__Given text__:
□ □ □ □
ALTER TABLE movieapp_log_json SET LOCATION "hdfs://bigdatalite.localdomain:8020/user/oracle/moviework/two_recs";

SELECT * FROM movieapp_log_json;

Result: The Hive table returns the file's only two records, which look something like this (your two rows may show different data):

oracle 2 rows — Return to SQL Developer and - without making any changes to the Oracle table - query `movieapp_log_json`:

SELECT * FROM movieapp_log_json;

Result: Oracle Big Data SQL queried the Hive Metastore and picked up the change in `LOCATION`. The Oracle table returns the same two rows (your two rows will be the same as returned in Hive).

Finally, reset the Hive table and then confirm that there are more than two rows. Execute the following commands at the beeline prompt.

ALTER TABLE movieapp_log_json SET LOCATION "hdfs://bigdatalite.localdomain:8020/user/oracle/moviework/applog_json";

select * from movieapp_log_json limit 10;

Note: The query should return 10 rows.

query recommendation data — Accessing the recommendation data in Oracle NoSQL Database will utilize the same method. Return to SQL Developer and create the recommendation table. Then, select the first 20 rows from the table:

CREATE TABLE RECOMMENDATION
(
CUSTID NUMBER
, SNO NUMBER
, GENREID NUMBER
, MOVIEID NUMBER
)
ORGANIZATION EXTERNAL
(
TYPE ORACLE_HIVE
DEFAULT DIRECTORY DEFAULT_DIR
ACCESS PARAMETERS
(
com.oracle.bigdata.tablename: moviework.recommendation
)
)
□ □ □ □
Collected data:
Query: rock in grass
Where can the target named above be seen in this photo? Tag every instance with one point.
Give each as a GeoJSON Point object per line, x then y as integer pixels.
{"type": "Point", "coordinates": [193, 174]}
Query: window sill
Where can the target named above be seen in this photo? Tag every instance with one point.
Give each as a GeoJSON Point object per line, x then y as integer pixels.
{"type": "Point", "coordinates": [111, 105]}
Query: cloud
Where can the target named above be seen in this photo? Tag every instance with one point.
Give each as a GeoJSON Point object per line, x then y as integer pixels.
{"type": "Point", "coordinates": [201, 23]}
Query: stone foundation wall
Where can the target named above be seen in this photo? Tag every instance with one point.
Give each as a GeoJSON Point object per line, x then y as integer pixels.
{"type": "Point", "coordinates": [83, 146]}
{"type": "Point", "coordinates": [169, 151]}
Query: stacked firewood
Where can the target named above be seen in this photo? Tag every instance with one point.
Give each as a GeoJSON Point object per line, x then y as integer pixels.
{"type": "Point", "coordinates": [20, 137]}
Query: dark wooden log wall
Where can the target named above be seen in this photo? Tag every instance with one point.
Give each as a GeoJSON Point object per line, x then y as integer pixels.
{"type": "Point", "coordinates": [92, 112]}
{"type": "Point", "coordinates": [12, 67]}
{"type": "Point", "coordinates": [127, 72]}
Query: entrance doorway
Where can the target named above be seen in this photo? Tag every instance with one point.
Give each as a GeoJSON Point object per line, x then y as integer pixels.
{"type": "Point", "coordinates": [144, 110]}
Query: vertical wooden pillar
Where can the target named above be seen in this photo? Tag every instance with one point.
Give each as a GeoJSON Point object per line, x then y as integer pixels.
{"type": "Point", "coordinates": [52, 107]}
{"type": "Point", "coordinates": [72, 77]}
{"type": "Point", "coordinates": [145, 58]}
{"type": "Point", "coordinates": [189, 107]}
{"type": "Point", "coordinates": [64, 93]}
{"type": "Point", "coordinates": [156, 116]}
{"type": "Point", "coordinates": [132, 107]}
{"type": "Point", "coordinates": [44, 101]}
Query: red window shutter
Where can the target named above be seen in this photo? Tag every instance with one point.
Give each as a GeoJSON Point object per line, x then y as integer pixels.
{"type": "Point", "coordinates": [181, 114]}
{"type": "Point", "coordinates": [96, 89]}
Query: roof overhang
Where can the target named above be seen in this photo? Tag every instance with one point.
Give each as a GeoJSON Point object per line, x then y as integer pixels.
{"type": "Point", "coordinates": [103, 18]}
□ □ □ □
__What the task requires__:
Repeat word for word everything in the Big Data SQL walkthrough from "Finally, reset the" down to "return 10 rows.".

__Solution below__:
Finally, reset the Hive table and then confirm that there are more than two rows. Execute the following commands at the beeline prompt.

ALTER TABLE movieapp_log_json SET LOCATION "hdfs://bigdatalite.localdomain:8020/user/oracle/moviework/applog_json";

select * from movieapp_log_json limit 10;

Note: The query should return 10 rows.